Code Review request for bug fixes found by the Contended Locking project

Thu Jan 17 19:49:41 PST 2013

Hi Dan,

Yup, those are the patterns I was referring to.

So to make sure I understand correctly, you're saying that some pthreads
implementations either (a) allow code motion by compiler that moves other
code above the unlock() call or (b) generate assembly instructions that
don't entail a full fence and thus allow the CPU to reorder surrounding
memory accesses.  I'm a bit unclear on what it means, at compiler or
CPU/assembly level, for pthreads implementation to defer memory fences
until a later point in time - is there an example? Is this a theoretical
issue that you guys spotted or did someone come across a bug that was due
to this?

Also, what performance effect, if any, will this have for platforms using a
strong pthreads impl? Two consecutive full barriers will be executed right
after each other (don't know whether compiler will pick up on this and
coalesce them into 1).  Maybe the 2nd one is "cheap" since the first one
will take the hit of stalling the pipeline and emptying store buffers.

Finally, what supported architectures/platforms could have this problem? I
know Alpha is funky, but I don't think hotspot supports it.  What's left,
PowerPC or something?

Sorry to sidetrack this thread a bit. :)

Thanks for your response

Sent from my phone
On Jan 17, 2013 10:13 PM, "Daniel D. Daugherty" <daniel.daugherty at oracle.com>
wrote:

>  Vitaly,
>
> Thanks for the question. Reply embedded below.
>
>
>  On 1/17/13 4:16 PM, Vitaly Davidovich wrote:
>
> Hi Dan,
>
> Just curious - what's the reason for adding OrderAccess::fence() after the
> pthread_mutex_unlock() calls? Is this working around some libc issues or
> something? I'd expect those unlocks to provide the ordering and visibility
> guarantee.
>
>
> I presume you are asking about one of these two patterns:
>
> src/os/linux/vm/os_linux.cpp:
>
> 4979 void os::PlatformEvent::park() {
> <snip>
> 5004     _Event = 0 ;
> 5005      status = pthread_mutex_unlock(_mutex);
> 5006      assert_status(status == 0, status, "mutex_unlock");
> 5007     // Paranoia to ensure our locked and lock-free paths interact
> 5008     // correctly with each other.
> 5009     OrderAccess::fence();
>
> or
>
> 5194 void Parker::park(bool isAbsolute, jlong time) {
> <snip>
> 5240     _counter = 0;
> 5241     status = pthread_mutex_unlock(_mutex);
> 5242     assert (status == 0, "invariant") ;
> 5243     // Paranoia to ensure our locked and lock-free paths interact
> 5244     // correctly with each other and Java-level accesses.
> 5245     OrderAccess::fence();
> 5246     return;
>
>
> The short answer is that we use both locked and lock-free paths
> in os::PlatformEvent::park(), os::PlatformEvent::unpark() and in
> Parker::park(). Those optimizations on our part may not play well
> with optimizations done in a looser pthreads implementation. This
> is _not_ a bug in the pthreads implementation. pthreads is allowed
> to presume that everyone is playing nice and using locks; this
> allows pthreads to make some optimizations of their own like
> deferring memory syncing to certain points.

◆ Extracted information:

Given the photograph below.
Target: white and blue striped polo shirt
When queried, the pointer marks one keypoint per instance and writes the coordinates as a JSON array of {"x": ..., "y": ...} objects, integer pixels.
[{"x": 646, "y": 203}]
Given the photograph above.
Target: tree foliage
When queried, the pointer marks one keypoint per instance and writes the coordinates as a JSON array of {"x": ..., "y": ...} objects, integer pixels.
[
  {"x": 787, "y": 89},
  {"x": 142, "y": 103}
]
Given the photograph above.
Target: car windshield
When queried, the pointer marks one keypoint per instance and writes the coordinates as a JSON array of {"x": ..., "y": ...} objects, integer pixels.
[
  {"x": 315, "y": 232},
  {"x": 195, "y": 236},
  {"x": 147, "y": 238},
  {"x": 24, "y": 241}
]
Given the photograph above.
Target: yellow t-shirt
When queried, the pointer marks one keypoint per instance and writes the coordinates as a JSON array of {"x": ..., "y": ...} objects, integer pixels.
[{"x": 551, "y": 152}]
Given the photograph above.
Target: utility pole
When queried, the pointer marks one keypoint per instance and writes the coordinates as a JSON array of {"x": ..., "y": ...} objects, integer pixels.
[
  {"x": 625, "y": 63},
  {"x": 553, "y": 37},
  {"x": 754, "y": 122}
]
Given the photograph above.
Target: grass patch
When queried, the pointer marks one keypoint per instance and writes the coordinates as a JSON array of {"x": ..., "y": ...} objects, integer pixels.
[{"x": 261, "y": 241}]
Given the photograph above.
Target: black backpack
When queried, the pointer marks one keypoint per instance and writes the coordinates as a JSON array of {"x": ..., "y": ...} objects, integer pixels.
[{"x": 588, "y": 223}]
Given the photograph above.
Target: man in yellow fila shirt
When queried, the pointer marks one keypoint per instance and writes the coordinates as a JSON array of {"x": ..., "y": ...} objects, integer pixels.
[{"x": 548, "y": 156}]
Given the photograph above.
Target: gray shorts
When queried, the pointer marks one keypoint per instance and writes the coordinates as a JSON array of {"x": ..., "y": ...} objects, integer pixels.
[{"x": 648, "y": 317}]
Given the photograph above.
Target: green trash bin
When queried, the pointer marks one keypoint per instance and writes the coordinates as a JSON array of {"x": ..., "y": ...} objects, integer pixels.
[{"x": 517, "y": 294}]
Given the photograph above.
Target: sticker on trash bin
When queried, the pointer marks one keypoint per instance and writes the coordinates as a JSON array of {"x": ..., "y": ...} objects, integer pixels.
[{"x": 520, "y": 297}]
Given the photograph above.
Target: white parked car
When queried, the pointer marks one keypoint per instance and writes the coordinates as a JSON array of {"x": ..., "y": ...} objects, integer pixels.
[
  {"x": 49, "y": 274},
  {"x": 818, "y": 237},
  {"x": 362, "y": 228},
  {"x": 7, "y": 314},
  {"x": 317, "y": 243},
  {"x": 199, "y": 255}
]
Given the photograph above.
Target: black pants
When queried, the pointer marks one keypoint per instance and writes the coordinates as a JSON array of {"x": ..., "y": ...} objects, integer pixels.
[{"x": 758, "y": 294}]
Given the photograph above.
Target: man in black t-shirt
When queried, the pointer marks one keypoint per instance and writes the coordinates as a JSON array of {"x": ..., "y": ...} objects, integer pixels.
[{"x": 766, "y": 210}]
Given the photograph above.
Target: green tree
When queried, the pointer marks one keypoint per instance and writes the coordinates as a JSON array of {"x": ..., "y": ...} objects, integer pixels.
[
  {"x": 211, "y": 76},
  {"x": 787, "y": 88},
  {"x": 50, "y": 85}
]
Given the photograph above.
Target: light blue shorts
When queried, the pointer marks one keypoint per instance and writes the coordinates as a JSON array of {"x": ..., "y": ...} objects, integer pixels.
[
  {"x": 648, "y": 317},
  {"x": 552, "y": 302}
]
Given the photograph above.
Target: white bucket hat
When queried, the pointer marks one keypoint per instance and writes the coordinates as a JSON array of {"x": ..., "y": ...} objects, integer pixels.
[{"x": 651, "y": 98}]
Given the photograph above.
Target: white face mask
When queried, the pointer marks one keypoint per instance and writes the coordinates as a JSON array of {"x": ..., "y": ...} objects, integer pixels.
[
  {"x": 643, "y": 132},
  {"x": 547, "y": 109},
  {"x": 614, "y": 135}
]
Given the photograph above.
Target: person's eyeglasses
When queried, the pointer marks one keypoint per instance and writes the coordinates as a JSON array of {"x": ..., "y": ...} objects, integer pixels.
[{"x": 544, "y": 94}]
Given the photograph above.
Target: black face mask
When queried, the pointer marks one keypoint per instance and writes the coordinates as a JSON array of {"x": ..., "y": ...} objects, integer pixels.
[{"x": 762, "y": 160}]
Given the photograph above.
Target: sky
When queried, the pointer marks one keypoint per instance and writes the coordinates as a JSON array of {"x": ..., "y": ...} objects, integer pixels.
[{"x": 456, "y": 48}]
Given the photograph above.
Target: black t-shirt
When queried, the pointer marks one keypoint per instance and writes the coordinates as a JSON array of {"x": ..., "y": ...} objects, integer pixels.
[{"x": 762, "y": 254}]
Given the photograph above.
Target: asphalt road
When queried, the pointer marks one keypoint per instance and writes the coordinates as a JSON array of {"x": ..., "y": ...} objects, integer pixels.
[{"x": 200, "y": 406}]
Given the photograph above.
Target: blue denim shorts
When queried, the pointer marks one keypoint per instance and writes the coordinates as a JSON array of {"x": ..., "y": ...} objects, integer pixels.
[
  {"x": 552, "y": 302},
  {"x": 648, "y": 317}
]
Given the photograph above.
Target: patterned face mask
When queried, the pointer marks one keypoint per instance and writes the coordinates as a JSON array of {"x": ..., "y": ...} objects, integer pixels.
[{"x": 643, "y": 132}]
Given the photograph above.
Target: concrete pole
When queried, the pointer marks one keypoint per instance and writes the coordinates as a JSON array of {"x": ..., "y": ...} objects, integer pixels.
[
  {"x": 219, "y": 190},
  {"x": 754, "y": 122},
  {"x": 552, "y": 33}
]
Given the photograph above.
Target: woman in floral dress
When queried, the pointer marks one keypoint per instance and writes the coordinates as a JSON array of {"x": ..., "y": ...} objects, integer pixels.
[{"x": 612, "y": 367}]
...
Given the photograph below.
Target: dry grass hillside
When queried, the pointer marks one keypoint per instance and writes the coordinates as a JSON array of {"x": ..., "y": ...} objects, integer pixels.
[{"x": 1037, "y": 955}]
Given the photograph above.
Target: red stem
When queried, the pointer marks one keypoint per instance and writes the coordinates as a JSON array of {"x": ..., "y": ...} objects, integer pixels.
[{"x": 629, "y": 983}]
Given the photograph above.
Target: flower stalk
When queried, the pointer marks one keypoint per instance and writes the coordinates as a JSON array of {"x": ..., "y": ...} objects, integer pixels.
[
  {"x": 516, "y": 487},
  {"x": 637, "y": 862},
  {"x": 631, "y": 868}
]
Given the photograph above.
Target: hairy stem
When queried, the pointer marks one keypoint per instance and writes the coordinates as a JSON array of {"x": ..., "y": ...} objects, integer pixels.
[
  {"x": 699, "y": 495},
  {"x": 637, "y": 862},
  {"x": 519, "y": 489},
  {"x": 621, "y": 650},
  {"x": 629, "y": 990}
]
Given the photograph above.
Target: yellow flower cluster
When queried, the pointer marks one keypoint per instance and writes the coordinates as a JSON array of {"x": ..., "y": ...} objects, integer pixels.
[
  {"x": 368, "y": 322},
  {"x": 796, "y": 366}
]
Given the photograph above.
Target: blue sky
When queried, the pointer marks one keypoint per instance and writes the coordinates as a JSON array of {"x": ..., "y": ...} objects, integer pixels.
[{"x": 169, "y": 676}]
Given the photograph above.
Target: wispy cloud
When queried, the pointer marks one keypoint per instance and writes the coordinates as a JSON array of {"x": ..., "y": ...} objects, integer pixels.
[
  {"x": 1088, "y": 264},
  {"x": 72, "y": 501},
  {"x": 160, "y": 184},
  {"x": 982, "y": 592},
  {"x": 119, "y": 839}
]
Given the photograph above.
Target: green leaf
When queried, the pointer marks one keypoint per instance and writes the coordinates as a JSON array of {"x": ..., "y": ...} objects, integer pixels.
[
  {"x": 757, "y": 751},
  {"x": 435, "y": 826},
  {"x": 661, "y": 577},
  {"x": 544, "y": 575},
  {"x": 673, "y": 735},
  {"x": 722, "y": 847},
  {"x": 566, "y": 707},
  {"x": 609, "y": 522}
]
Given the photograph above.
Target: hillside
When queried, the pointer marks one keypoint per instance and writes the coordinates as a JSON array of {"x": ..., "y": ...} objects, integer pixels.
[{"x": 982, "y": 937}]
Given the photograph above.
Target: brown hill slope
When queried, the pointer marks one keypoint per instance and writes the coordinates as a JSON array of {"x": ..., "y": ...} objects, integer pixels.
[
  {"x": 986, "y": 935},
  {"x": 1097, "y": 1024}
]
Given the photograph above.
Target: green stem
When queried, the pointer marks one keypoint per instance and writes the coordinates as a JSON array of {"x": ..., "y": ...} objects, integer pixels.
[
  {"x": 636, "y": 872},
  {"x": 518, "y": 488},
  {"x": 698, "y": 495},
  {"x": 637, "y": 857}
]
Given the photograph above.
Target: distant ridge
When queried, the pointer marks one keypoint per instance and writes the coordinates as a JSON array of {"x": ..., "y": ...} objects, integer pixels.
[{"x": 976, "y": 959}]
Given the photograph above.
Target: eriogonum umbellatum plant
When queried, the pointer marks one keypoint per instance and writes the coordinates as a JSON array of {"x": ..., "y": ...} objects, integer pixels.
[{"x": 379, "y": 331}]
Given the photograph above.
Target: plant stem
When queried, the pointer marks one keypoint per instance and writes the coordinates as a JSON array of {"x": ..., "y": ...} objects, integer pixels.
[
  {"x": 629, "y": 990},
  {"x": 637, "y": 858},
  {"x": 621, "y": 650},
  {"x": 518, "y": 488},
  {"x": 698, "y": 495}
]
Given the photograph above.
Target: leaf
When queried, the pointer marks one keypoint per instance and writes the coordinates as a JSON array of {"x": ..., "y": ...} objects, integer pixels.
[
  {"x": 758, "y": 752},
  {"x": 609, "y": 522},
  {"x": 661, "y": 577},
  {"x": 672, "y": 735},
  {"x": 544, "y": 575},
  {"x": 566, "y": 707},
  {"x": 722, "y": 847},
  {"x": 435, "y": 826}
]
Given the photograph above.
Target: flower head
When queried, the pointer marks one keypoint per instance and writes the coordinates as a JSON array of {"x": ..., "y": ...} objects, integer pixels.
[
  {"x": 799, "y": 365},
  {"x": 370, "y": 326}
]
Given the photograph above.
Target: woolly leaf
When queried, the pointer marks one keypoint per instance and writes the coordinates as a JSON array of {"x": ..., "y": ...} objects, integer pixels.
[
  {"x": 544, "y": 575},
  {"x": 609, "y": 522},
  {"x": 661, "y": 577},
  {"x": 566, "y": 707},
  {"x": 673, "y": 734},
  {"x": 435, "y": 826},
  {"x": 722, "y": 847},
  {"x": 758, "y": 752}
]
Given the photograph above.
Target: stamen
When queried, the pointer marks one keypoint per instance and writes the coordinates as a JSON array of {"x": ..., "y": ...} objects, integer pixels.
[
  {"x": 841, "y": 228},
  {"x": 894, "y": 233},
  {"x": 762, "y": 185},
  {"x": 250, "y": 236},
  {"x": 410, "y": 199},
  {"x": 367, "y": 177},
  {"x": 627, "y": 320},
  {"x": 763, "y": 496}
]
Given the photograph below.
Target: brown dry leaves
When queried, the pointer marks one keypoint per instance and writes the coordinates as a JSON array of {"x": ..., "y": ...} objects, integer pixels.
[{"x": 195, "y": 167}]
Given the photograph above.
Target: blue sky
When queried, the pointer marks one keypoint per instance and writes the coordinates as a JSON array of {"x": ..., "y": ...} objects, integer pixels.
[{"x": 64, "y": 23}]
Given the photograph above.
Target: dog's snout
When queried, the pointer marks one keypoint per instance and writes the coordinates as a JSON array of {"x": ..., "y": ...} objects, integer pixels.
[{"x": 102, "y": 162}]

◆ Directions: Pick up the code review thread on the Contended Locking bug fixes and continue it after its last sentence.

◆ Task output:
>
> The slightly longer answer is:
>
> These changes were made as part of the fix for the following bug:
>
>     8004902 correctness fixes motivated by contended locking work (6607129)
>
> In the last paragraph of the triangular-race.txt attachment of 8004902,
> I wrote the following about these fence() calls:
>
> The addition of fence() calls after the second and third settings of
> "_counter = 0" was done in the original fix for 6822370 for similar
> reasons: worries about weaker memory model semantics. Those two settings
> of "_counter = 0" are done while the mutex lock is held and they
> are followed by unlock(_mutex) operations. In all of the transaction
> diagrams, I included a "// _counter flushes" comment after T2 did an
> "unlock(_mutex)" operation. However, there is concern that unlock(_mutex)
> may not force _counter to be flushed. It appears that a loose pthreads
> implementation is allowed to be lax on memory flushes on unlock as long
> as everyone uses locks. Since unpark() always uses locks, I think it is
> OK for the transaction diagrams to show T2's unlock() calls including the
> "// _counter flushes" comment. In support of this, I'll note that the
> original fix for 6822370 does not include fence() calls after unpark()
> calls unlock(_mutex). Dave D's latest changes also do not include fence()
> calls after unpark() calls unlock(_mutex)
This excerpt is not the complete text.